=== Reading passage ===
━━━━━━━━

A rival hotel, the nine-story Italian Renaissance-inspired U.S. Grant, had previously opened for business at 326-396 Broadway, where Horton House once stood. The E-shaped hotel, which was, for a time, the largest building in all of San Diego, boasted 400 bedrooms, 200 baths, and a top-floor ballroom.

Other buildings, most of them humble brick-and-concrete Edwardian commercial establishments and plain Spanish Colonial-style storefronts, sprouted in the district. They became the subject of an acrimonious political-campaign war between banker Louis Wilde, who envisioned San Diego as a “Pittsburgh-on-the-Pacific,” and merchant George Marston, who hoped the city would remain a pastoral resort town attractive to tourists. Wilde branded Marston “Geranium George” and handily won the mayoral election. But over the course of the century, Marston’s vision would mostly prevail.

Zoning Wars, Glass Boxes, and Neoclassical Potpourri

By 1916, New York City builders had realized the errors of their ways. When developers announced plans to build the 39-story Equitable Building, neighboring property owners balked. They pleaded with Equitable’s developers to top off the building at a lower floor. But since there were no zoning ordinances to prohibit the big edifice, the developers erected the 39-story building as they pleased.

Equitable’s hulking bulk and the veritable streetside eclipse it created sparked New York City’s first zoning laws, which restricted tower heights and floor areas and mandated setbacks so that adjoining lots could be assured adequate light and air.

In contrast to the Brobdingnagian constructions being built in American cities during the 1920s, European architects Le Corbusier and Mies van der Rohe were introducing a revolutionary, delectable design concept: the tall building as a glass prism. Their “glass boxes”—simple glass-encased shells framed in metal grids — contrasted markedly with the ornate, bulky behemoths that continued to crowd American skylines. Theirs was an aesthetic of Euclidean simplicity, in which seemingly lighter-than-air buildings had no bases, middles, or tops. Perhaps they had yielded to the words of Adolf Behne who, in 1919, wrote in “The Return of Art”: “Glass... reflects the sky and the sun; it is like clear water; and it has a wealth of color, form, and character which is indeed inexhaustible.”

━━━━━━━━

=== Point-based annotation data ===
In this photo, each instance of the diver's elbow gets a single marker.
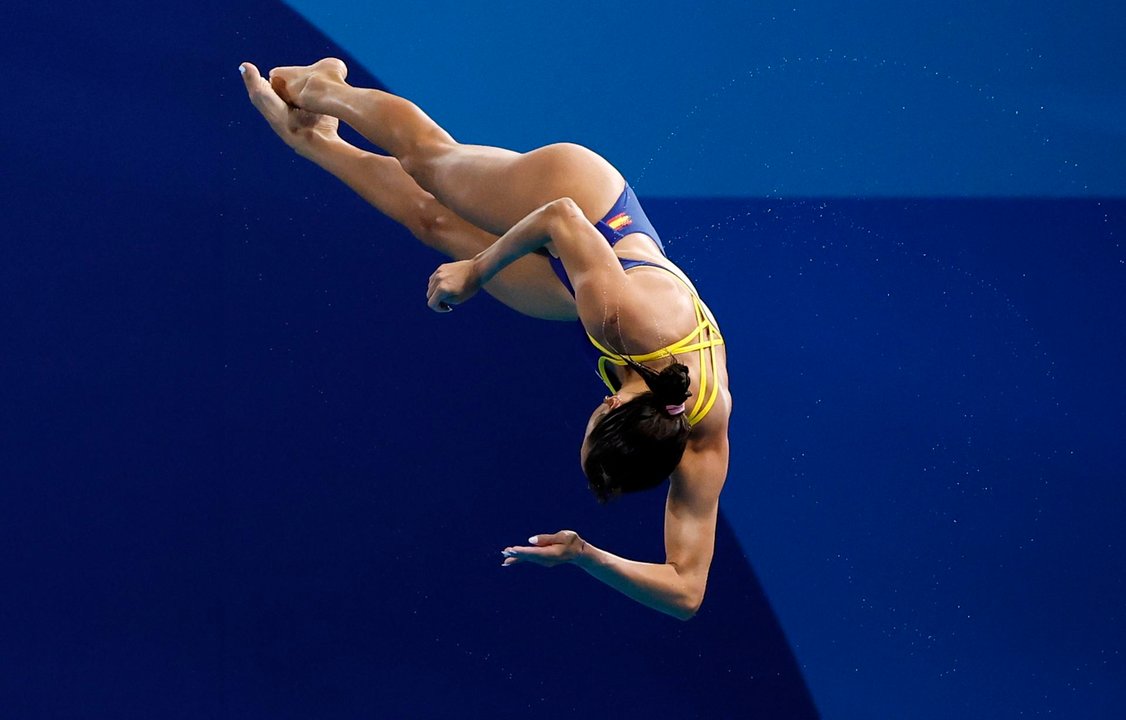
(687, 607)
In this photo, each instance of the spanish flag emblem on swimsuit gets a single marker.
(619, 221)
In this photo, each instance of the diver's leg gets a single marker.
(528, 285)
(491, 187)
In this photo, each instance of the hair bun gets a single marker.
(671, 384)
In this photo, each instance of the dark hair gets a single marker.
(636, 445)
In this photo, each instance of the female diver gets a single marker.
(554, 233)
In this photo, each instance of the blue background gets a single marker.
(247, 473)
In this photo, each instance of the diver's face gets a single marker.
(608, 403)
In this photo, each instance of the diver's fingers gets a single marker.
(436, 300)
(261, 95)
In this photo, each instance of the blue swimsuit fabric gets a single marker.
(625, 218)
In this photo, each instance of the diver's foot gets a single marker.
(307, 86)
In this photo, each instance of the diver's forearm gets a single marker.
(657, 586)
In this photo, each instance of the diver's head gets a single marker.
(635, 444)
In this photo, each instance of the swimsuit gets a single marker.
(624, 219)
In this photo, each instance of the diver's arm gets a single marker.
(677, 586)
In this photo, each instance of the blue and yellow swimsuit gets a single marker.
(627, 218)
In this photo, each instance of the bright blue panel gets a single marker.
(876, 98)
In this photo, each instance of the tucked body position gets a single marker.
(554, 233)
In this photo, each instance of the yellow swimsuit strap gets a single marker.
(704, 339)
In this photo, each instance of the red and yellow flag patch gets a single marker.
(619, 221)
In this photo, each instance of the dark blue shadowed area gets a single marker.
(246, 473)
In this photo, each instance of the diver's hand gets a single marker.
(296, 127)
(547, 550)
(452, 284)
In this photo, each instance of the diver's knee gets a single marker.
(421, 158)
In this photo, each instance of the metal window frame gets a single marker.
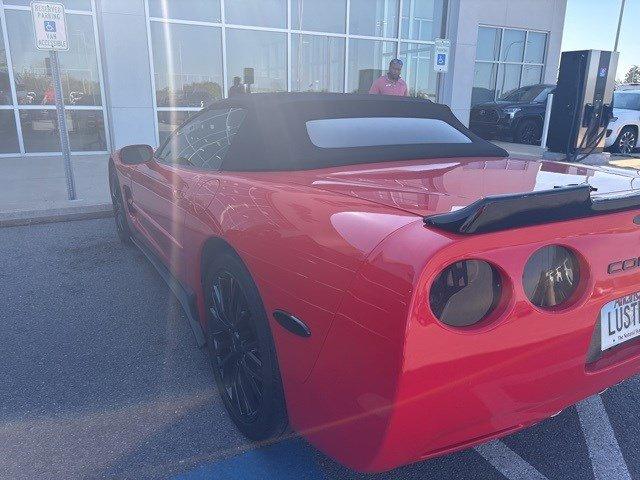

━━━━━━━━

=== Given task A ===
In the passage on hotels, zoning, and tall buildings, why did the developers go ahead with the 39-story Equitable Building even though neighboring property owners objected? Answer in one to three sentences.
=== Given task B ===
According to the passage on hotels, zoning, and tall buildings, what nickname did Louis Wilde give George Marston?

=== Full answer A ===
No zoning ordinances existed to prohibit such a large building. The developers were therefore free to build it at 39 stories despite the neighbors' pleas to stop at a lower floor.

=== Full answer B ===
"Geranium George"